Page excerpt ▸
•••••
An additional difference between the two is the differing vascular supplies. SSEP monitors the dorsal columns supplied by the posterior spinal artery, while TCeMEP monitors the corticospinal tracts of anterior cord which is supplied by the anterior spinal artery. This therefore means that SSEPs are unable to detect an impaired anterior spinal artery and also suggests that use of both SSEP and TCeMEP could be beneficial. This has been shown to improve sensitivity. EEG electroencephalography is used for monitoring of cerebral function in neurovascular cases (cerebral aneurysms, carotid endarterectomy) and for defining tumor margins in epilepsy surgery and some cerebral tumors.

EEG measures taken during anesthesia exhibit stereotypic changes as anesthetic depth increases. These changes include complex patterns of waves with frequency slowing accompanied by amplitude increases which typically peak when loss of consciousness occurs (loss of responses to verbal commands; loss of righting reflex). As anesthetic depth increases from light surgical levels to deep anesthesia, the EEG exhibits disrupted rhythmic waveforms, high amplitude burst suppression activity, and finally, very low amplitude isoelectric or 'flat line' activity. Various signal analysis approaches have been used to quantify these pattern changes and can provide an indication of loss of recall, loss of consciousness and anesthetic depth. Monitors have been developed using various algorithms for signal analysis and are commercially available, but none have as yet proven 100% accurate. This is a difficult problem and an active area of medical research.

EMG is used for cranial nerve monitoring in skull base cases and for nerve root monitoring and testing in spinal surgery.
•••••
(Recorded data)
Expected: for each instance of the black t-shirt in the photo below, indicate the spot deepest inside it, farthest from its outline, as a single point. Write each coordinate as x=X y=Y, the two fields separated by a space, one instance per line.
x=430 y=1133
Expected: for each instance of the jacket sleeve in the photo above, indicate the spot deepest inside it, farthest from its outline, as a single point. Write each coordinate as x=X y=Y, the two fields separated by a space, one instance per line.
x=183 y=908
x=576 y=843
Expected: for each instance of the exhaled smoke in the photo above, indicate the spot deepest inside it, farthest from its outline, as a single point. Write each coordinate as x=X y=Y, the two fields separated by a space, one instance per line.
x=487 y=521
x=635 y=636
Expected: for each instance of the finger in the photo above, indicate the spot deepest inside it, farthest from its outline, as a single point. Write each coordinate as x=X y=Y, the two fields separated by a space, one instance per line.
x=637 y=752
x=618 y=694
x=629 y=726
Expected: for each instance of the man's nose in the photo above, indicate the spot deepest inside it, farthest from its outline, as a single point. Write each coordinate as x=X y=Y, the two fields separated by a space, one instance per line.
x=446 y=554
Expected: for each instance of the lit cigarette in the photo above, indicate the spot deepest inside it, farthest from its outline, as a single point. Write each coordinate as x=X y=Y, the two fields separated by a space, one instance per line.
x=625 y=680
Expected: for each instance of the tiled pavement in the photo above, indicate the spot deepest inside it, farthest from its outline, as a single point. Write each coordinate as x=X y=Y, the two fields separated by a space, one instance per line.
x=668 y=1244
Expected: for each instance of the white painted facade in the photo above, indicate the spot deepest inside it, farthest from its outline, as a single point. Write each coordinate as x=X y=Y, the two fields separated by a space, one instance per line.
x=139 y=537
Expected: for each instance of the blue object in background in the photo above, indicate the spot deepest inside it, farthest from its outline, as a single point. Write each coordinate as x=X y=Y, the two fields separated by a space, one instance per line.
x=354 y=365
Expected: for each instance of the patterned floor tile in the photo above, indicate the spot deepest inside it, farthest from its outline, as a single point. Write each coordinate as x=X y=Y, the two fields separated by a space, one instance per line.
•••••
Assignment 1 ▸
Answer these questions about the neuromonitoring text:
(a) Which artery supplies the dorsal columns that SSEP monitors?
(b) What activity does the EEG finally show as anesthesia becomes very deep?
(c) In what kind of surgery is EMG used for nerve root monitoring and testing?
Assignment 2 ▸ Turn the paragraph of the neuromonitoring text that begins "EEG measures taken during anesthesia" into a short bulleted list that keeps its main facts.
Assignment 3 ▸ Continue the neuromonitoring text from the point where it ends.

Exercise answer 1 ▸
(a) The posterior spinal artery.
(b) Very low amplitude isoelectric, or "flat line," activity.
(c) Spinal surgery.

Exercise answer 2 ▸
- EEG shows stereotypic changes as anesthetic depth increases.
- Waves slow in frequency and rise in amplitude, usually peaking when consciousness is lost (no response to verbal commands, loss of righting reflex).
- From light surgical levels to deep anesthesia, the EEG shows disrupted rhythmic waveforms, then high amplitude burst suppression, and finally very low amplitude isoelectric ("flat line") activity.
- Signal analysis methods can quantify these changes to indicate loss of recall, loss of consciousness, and anesthetic depth.
- Commercial monitors use various algorithms, but none has yet proven 100% accurate. The problem remains difficult and under active research.

Exercise answer 3 ▸
ABR (a.k.a. BSEP, BSER, BAEP, etc.) is used for monitoring of the acoustic nerve during acoustic neuroma and brainstem tumor resections.

==Licensure, certification, credentialing, and evidence==
In the US, IONM licensure has not been legislated at the state or federal level. Issues of licensure are discussed in ASET's 68-page white paper on occupational regulation. Worldwide, there are at least two private certifications available: CNIM (Certified in Neurophysiological Intraoperative Monitoring) and D.ABNM (Diplomate of the American Board of Neurophysiological Monitoring). Though not governmentally regulated, certain health care facilities have internal regulations pertaining to neuromonitoring certifications (see below). The CNIM is a more widely known credential throughout the United States.
The Certification for Neurophysiological Intraoperative Monitoring (CNIM) is awarded by the American Board of Electroencephalographic and Evoked Potential Technologists. As of 2010, minimum requirements include 1) a B.A., B.S. [Path 2] 2) R.EP.T or R.EEG.T Credential [Path 1] 3) A minimum of 150 surgeries. Path 1 is a 200 question exam costing $600. Path 2 is a 250-question exam. A 4-hour multiple-choice computer-based exam is offered twice a year. Currently, there are a little over 3500 board certified clinicians.

Audiologists may received board certification in neurophysiological intraoperative monitoring via AABIOM. The exam has 200 multiple choice questions covering 6 areas: Anesthesia, Neuroscience, Instrumentation, Electro-physiology, Human physiology / anatomy, Surgical Applications.

There are several organisations that certify MDs in the field including the American Clinical Neurophysiology Society (www.acns.org) and the American Board of Electrodiagnostic Medicine. The optimal practice model is under discussion at the present time (2013) as is the relevant qualifications for supervision.

Outside the US there many different styles of IOM.

The evidence-based support for IOM is growing. There is a debate over whether IOM required controlled studies such as randomized trials, or whether expert consensus suffices.